Claircognizance is the gift of knowing. I could be speaking to a person and some information just drops in my spirit and I get exact context into what they’re talking about. With clairsentience, I can feel physical and emotional sensations related to messages I’m receiving from people. I feel these a lot when I’m doing astrology or tarot readings. 

One time, I did a reading for someone and when I started shuffling the cards, out of nowhere, I was slapped with this huge wave of horniness. And I’m like, wait, I wasn’t feeling any of this five seconds ago. If you’re feeling a certain emotion for the person or situation you’re inquiring about when I’m doing a reading, I feel that emotion too.  

I have just a little bit of clairvoyance and clairaudience as well, but those usually happen when I’m asleep or in between meditative states. Clairaudience is hearing ringing and bells, pressure in ears and stuff like that. I feel these sensations when I go to places that are spiritually charged. But my clairvoyance is mostly in dreams.

Like when you dreamt about your brother

Yes, exactly. Even though dreams can be weird and funny, some dreams are very clear. They tell me what directions I should be taking or clear messages for people.

What about tarot cards? 

Tarot cards are a divination tool. I shuffle them while asking Spirit the questions the clients have and choose the cards that fall out of the deck. Then I interpret the meaning of the cards for the client.

★ ★ ★ ★ ★ ★ ★

● **YOUR INSTRUCTIONS**:
In the passage on psychic gifts, why did a wave of horniness suddenly hit the speaker while shuffling cards for a reading? Answer in one to three sentences. The records aren't needed for this work.

★ ★ ★ ★ ★ ★ ★

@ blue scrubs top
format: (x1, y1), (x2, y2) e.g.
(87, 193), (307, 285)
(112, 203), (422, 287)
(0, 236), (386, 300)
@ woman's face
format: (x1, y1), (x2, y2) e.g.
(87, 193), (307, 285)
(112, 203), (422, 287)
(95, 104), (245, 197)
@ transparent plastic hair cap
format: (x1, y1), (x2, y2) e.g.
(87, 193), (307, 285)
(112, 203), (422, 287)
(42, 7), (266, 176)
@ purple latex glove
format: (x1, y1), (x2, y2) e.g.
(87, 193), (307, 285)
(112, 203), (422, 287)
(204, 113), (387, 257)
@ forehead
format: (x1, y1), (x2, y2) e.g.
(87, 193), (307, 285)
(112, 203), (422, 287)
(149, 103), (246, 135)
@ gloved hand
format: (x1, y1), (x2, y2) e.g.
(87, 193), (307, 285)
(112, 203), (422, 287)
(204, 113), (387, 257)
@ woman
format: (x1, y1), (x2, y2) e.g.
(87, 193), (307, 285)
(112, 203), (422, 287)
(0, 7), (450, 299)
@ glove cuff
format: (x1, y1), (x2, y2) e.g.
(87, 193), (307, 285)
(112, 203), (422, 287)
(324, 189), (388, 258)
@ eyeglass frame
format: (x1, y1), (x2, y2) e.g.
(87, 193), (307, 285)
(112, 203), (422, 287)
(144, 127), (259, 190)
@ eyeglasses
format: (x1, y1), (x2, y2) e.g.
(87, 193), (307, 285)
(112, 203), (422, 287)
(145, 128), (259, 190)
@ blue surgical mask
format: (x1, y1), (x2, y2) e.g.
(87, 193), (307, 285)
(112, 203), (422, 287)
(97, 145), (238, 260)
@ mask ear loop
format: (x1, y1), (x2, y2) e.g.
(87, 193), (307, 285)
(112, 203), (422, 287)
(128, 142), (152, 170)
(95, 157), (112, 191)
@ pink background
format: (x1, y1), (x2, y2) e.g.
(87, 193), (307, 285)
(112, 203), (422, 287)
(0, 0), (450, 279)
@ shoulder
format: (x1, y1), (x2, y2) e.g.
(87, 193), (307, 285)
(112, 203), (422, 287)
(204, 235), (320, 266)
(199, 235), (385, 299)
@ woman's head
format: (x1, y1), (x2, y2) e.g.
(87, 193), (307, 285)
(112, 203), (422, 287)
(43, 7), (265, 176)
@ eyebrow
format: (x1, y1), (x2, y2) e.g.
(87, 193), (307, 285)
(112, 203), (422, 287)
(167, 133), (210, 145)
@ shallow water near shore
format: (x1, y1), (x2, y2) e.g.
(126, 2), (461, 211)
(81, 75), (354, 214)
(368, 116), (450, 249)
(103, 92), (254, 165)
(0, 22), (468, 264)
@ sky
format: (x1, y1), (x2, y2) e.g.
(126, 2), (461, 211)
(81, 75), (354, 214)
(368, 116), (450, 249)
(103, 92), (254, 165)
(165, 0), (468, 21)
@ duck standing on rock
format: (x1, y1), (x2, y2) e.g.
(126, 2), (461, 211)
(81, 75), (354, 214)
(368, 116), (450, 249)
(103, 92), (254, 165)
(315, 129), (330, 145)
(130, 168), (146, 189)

★ ★ ★ ★ ★ ★ ★

● **RESPONSE TO THE TASK**:
The speaker feels whatever emotion a client feels toward the person or situation being asked about during a reading. The sudden feeling came from the client, not from the speaker, who hadn't felt any of it five seconds earlier.